▶ [DIRECTIONS FOR THIS TASK] In the listing below, locate the line that contains "target | bird's foot" and the line that contains "x=206, y=82". Restate word for word those two lines and every line between them, and nothing else.

▶ [RECORDED INFORMATION]
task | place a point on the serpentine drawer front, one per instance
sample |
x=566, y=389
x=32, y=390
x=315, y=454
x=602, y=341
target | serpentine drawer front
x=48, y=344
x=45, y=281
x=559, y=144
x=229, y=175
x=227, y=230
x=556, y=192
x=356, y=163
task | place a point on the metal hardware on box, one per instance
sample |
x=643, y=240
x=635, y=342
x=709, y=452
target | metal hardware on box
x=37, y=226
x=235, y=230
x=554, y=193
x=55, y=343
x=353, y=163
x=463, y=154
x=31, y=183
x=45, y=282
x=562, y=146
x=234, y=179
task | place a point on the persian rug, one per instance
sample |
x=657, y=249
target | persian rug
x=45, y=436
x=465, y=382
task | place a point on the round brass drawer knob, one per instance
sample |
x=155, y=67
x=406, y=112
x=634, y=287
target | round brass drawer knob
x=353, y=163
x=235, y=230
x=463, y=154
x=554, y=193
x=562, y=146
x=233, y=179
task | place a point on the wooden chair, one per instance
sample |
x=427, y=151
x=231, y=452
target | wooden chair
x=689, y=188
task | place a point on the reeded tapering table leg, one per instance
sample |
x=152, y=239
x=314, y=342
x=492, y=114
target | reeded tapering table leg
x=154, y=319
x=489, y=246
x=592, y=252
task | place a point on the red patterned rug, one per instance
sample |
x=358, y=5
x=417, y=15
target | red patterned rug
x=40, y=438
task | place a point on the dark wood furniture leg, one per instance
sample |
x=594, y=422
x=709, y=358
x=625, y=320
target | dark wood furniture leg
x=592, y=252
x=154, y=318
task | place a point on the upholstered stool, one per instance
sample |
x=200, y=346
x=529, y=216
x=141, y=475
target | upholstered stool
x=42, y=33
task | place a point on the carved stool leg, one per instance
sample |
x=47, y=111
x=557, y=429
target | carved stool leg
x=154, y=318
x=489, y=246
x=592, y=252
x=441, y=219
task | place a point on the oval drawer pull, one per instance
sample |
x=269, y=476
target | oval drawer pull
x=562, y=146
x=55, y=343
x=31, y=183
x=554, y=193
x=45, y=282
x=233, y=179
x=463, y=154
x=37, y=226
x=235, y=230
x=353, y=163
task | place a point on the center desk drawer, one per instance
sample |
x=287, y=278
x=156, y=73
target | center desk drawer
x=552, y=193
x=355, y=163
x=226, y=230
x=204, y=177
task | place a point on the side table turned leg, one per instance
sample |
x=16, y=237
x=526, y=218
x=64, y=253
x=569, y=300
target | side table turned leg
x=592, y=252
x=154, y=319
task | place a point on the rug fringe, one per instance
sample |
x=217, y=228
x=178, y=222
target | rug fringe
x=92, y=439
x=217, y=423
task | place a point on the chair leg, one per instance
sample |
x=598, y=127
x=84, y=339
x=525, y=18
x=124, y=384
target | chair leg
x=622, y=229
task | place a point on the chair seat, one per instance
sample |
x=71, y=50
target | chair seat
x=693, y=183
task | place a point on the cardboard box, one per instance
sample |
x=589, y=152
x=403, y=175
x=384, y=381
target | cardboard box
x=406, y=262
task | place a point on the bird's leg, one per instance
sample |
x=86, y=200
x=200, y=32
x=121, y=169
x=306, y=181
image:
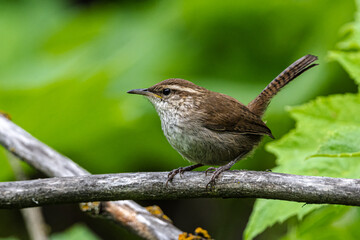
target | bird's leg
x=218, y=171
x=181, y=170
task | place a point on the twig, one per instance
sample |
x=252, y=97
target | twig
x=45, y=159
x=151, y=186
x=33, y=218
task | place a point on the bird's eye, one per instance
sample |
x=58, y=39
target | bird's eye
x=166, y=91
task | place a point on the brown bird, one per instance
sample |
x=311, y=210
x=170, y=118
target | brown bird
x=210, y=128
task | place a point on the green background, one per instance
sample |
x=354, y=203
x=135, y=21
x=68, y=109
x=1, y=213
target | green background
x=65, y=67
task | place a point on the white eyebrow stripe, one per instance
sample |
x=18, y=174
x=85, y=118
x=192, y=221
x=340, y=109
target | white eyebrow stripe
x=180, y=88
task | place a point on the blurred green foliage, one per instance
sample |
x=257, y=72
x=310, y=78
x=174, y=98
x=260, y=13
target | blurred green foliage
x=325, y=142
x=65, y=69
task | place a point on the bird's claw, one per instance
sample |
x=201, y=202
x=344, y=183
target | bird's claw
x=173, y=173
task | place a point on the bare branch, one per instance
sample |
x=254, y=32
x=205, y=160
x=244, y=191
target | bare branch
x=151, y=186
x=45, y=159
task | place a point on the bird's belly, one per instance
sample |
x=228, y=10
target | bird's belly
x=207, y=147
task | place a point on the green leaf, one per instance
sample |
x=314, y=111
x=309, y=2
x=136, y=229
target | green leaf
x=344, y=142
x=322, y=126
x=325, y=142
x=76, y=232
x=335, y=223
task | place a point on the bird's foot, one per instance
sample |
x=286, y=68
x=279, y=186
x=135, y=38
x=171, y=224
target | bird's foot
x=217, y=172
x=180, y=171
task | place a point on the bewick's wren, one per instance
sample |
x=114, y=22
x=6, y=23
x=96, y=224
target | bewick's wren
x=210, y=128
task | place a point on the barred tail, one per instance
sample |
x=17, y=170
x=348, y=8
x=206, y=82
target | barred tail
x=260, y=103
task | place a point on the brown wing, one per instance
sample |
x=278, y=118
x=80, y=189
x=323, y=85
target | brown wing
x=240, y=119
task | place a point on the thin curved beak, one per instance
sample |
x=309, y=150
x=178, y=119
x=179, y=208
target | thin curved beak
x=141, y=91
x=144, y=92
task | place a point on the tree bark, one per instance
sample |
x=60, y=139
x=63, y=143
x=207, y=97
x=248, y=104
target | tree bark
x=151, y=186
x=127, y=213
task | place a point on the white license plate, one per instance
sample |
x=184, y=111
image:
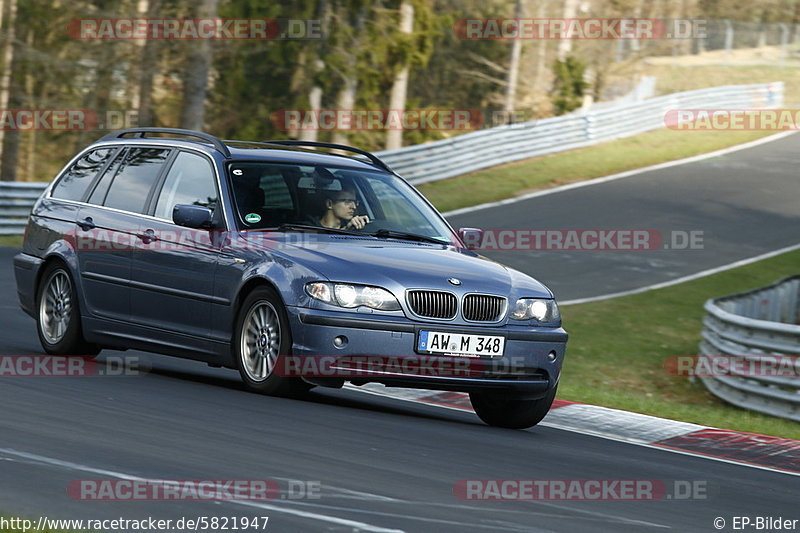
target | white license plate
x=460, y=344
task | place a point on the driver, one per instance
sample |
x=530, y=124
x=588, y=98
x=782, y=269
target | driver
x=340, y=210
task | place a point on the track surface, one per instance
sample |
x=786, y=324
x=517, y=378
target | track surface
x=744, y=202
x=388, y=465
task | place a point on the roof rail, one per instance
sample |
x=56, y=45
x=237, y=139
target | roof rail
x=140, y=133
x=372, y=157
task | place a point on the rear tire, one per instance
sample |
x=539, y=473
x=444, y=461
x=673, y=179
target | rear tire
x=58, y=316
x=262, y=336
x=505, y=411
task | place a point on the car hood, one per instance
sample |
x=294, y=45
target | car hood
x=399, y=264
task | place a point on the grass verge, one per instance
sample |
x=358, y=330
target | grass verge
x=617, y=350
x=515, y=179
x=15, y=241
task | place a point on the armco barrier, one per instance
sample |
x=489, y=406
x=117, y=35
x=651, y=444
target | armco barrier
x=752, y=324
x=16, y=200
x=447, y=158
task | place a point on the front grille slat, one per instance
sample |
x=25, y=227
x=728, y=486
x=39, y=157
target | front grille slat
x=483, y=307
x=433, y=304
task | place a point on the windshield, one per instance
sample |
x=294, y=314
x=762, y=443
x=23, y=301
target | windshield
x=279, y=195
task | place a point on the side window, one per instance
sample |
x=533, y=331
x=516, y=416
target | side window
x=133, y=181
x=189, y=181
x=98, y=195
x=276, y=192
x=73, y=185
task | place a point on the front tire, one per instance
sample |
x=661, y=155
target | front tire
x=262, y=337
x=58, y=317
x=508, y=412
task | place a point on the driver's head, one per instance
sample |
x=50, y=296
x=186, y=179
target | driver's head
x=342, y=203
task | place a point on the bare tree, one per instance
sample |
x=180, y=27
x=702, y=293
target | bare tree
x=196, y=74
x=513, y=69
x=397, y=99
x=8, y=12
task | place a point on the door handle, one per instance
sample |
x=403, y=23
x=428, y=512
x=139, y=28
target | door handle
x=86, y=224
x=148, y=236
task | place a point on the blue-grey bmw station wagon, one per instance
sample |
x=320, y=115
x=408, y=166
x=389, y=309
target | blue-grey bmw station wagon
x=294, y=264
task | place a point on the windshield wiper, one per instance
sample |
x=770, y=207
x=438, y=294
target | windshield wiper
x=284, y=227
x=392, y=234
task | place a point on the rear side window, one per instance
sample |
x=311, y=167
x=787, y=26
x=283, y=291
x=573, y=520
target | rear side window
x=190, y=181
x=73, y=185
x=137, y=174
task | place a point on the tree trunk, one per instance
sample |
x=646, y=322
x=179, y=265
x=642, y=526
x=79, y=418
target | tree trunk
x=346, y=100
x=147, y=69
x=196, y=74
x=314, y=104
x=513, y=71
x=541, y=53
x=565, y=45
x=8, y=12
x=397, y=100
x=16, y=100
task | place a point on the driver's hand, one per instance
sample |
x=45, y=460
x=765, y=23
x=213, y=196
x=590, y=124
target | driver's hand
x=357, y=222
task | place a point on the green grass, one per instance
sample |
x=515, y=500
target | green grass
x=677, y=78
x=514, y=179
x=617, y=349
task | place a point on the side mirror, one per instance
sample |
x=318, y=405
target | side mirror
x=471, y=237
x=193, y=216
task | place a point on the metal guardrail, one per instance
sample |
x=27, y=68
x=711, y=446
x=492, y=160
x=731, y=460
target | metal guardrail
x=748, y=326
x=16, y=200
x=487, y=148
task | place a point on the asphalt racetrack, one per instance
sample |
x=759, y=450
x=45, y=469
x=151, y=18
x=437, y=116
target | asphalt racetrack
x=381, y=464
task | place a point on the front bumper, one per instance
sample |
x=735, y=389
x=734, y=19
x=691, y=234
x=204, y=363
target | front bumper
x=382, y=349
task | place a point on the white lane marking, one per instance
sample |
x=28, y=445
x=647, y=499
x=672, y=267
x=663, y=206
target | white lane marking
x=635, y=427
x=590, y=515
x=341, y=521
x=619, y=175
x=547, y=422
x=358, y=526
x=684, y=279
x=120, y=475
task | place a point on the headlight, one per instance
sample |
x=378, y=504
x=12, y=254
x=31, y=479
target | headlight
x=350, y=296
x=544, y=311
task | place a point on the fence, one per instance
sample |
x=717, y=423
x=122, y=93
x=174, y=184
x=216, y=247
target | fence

▶ [SOLUTION TO THIS EXERCISE]
target | bird's foot
x=217, y=172
x=180, y=171
task | place a point on the bewick's wren, one per instance
sample |
x=114, y=22
x=6, y=23
x=96, y=224
target | bewick's wren
x=210, y=128
task | place a point on the barred tail, one per instance
sample |
x=17, y=170
x=348, y=8
x=206, y=82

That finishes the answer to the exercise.